### [Passage provided]
>>

Red Army Man or Partisan On The March, State Porcelain Manufactory, Petrograd, 1919

Estimate
18,000 - 30,000 GBP
bidding is closed

Description

  • porcelain
  • height 20.8 cm, 8 1/8 in.
after a 1919 design by Natalia Danko, green factory mark dated 1919

Exhibited

Pushkin Museum, no. 25

Literature

Oda k Radosti/Ode to Joy, p. 95, no. 55; for comparison, see Nosovich and Popova, p. 345 and N. Lobanov-Rostovsky, Revolutionary Ceramics: Soviet Porcelain 1917-1927, London, 1990, cat. no. 98, p. 97.

Condition

Two thin repaired cracks, each roughly 1cm long, to the reverse of the figure's right leg. The rifle barrel covered with a masking glaze, the butt reattached with traces of adhesive visible under UV light. Some scattered inherent firing flaws and small scattered glaze losses.
"In response to your inquiry, we are pleased to provide you with a general report of the condition of the property described above. Since we are not professional conservators or restorers, we urge you to consult with a restorer or conservator of your choice who will be better able to provide a detailed, professional report. Prospective buyers should inspect each lot to satisfy themselves as to condition and must understand that any statement made by Sotheby's is merely a subjective, qualified opinion. Prospective buyers should also refer to any Important Notices regarding this sale, which are printed in the Sale Catalogue.
NOTWITHSTANDING THIS REPORT OR ANY DISCUSSIONS CONCERNING A LOT, ALL LOTS ARE OFFERED AND SOLD AS IS" IN ACCORDANCE WITH THE CONDITIONS OF BUSINESS PRINTED IN THE SALE CATALOGUE."

Catalogue Note

The figure’s original title of Red Army Man (Krasnoarmeets), the date 1919 on the base and the references to winter in the sheepskin coat and snowy ground suggest that this work was intended to recall the momentous events of October 1919.

<<

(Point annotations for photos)
>>

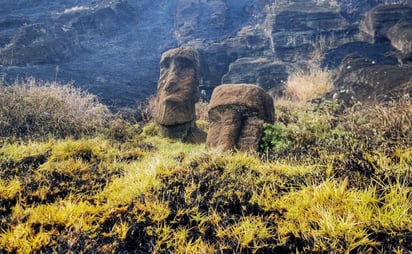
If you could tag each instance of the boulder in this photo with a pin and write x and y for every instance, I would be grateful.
(236, 115)
(177, 93)
(261, 71)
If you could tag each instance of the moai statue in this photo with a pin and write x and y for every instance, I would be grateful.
(236, 115)
(177, 93)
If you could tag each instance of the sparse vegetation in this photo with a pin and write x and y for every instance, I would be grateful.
(305, 85)
(36, 108)
(330, 180)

<<

From the porcelain figure description, output the portion starting with "NOTWITHSTANDING THIS REPORT" and going on through "of October 1919.", copied word for word.

NOTWITHSTANDING THIS REPORT OR ANY DISCUSSIONS CONCERNING A LOT, ALL LOTS ARE OFFERED AND SOLD AS IS" IN ACCORDANCE WITH THE CONDITIONS OF BUSINESS PRINTED IN THE SALE CATALOGUE."

Catalogue Note

The figure’s original title of Red Army Man (Krasnoarmeets), the date 1919 on the base and the references to winter in the sheepskin coat and snowy ground suggest that this work was intended to recall the momentous events of October 1919.